__WHAT IS REQUIRED__: A line qualifies if it holds the string "bell". Copy every qualifying line from the records.

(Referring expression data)
━━━━

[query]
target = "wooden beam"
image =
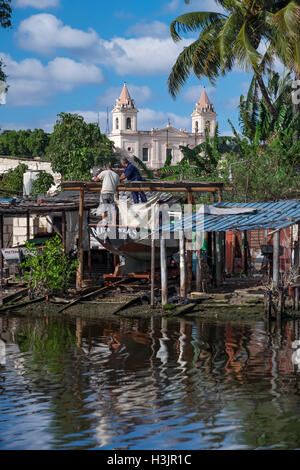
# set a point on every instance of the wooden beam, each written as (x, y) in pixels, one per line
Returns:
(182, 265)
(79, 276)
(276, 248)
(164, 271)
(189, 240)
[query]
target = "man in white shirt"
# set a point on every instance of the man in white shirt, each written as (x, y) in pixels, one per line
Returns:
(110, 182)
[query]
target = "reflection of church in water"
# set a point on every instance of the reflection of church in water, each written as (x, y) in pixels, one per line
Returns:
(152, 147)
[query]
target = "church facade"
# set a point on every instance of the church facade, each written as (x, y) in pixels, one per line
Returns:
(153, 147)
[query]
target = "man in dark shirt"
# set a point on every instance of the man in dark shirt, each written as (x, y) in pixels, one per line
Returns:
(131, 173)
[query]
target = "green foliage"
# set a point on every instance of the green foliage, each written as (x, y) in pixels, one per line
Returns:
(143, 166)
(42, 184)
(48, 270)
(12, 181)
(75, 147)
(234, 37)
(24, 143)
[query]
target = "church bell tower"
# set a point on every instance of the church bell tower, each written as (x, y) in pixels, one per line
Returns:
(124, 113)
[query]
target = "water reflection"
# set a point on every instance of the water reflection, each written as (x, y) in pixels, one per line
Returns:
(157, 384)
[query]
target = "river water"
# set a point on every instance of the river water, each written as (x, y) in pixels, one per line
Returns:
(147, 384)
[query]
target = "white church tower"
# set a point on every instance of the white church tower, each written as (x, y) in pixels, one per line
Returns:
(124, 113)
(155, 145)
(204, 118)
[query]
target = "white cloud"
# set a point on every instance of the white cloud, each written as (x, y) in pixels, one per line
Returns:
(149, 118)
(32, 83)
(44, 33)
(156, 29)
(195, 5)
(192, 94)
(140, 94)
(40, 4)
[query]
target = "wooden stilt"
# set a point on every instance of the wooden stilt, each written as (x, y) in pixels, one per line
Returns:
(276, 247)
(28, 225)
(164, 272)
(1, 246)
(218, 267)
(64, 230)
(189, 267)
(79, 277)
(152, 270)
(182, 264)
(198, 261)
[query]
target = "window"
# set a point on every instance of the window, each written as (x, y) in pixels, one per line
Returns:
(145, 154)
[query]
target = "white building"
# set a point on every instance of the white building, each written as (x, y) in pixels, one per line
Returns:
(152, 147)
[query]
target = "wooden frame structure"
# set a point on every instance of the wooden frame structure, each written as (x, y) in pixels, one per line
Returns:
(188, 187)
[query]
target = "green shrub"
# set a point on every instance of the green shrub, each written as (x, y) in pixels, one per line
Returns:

━━━━

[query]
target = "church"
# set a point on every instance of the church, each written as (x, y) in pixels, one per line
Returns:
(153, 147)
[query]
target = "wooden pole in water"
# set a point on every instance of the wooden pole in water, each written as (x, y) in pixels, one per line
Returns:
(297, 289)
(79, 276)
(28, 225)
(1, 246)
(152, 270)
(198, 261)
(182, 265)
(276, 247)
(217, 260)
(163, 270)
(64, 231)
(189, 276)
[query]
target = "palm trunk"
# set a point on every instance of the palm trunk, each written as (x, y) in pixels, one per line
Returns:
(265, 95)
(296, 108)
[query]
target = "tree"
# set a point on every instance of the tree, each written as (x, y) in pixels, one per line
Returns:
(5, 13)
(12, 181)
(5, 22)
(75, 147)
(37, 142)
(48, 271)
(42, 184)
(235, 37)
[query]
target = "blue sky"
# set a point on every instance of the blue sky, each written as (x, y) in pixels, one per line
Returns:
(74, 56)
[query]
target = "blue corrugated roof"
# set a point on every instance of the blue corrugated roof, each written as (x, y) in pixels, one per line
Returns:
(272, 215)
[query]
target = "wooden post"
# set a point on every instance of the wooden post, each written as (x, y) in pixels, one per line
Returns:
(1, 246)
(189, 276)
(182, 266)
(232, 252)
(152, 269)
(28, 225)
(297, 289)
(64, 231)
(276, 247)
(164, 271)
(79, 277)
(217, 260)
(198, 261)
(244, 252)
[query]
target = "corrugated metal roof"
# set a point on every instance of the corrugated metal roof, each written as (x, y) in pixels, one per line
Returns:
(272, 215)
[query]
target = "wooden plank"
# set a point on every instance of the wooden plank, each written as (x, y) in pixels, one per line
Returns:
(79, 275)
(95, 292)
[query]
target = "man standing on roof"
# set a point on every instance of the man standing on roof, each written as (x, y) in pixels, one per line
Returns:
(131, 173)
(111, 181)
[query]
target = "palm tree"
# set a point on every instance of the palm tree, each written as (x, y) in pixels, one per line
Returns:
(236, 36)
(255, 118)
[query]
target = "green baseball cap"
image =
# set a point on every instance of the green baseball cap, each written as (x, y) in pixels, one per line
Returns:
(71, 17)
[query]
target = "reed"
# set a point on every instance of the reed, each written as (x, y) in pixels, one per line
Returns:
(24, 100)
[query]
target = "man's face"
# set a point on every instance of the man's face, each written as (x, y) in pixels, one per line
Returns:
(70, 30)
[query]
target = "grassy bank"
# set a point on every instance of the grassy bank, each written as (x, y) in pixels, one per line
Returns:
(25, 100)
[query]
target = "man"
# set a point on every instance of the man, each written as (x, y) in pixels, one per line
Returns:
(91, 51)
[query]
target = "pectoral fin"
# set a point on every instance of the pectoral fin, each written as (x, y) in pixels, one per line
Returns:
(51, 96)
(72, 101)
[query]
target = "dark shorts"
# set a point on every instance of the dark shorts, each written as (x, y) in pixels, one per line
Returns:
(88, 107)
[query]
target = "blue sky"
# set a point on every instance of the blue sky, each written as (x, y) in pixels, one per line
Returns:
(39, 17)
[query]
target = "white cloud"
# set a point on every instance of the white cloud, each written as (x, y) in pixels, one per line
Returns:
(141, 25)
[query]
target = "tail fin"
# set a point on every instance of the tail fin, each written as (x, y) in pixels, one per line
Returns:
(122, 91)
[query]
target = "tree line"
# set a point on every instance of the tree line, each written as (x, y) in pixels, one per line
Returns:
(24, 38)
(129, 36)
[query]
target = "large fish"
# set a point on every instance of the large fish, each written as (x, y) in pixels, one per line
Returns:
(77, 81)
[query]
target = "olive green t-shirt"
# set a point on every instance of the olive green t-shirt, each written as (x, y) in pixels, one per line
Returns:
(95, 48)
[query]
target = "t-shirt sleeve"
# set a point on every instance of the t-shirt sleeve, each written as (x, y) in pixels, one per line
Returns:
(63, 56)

━━━━

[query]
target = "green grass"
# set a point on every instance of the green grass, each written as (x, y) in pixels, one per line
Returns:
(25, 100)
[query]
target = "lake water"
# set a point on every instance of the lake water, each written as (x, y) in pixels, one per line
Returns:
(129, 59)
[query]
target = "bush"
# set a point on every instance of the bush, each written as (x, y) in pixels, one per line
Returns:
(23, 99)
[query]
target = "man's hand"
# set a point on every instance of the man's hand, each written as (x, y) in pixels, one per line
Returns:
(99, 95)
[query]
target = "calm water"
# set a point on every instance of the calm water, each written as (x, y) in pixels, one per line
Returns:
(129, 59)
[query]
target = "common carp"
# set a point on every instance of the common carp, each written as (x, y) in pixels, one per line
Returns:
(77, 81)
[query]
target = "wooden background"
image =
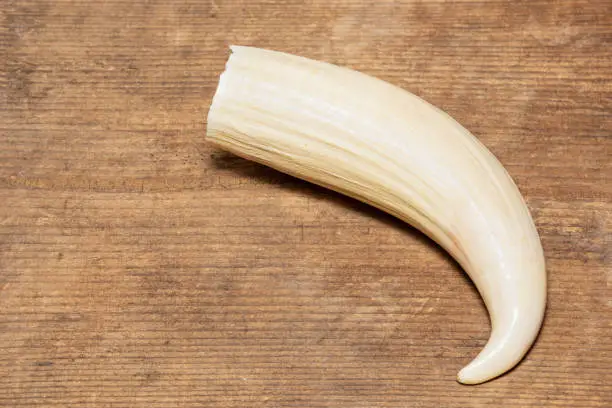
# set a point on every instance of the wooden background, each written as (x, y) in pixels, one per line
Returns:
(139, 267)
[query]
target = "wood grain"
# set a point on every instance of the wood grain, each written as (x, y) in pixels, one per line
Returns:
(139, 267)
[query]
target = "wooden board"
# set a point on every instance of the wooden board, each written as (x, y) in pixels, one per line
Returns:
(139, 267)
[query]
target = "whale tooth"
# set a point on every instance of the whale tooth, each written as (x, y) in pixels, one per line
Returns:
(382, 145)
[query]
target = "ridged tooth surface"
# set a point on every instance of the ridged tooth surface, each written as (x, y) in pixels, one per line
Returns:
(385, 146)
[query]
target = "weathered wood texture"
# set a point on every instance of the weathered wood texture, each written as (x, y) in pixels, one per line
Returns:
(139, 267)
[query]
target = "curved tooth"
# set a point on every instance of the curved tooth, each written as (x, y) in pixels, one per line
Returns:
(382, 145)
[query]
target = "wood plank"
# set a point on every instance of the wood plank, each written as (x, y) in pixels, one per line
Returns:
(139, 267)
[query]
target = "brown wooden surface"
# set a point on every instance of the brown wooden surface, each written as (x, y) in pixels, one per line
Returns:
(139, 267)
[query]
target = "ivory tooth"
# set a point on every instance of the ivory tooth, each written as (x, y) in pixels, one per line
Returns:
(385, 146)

━━━━

__SOLUTION FOR THIS TASK__:
target = "church bell tower"
# set a point on every instance of the church bell tower, each written as (x, y) in pixels, one per line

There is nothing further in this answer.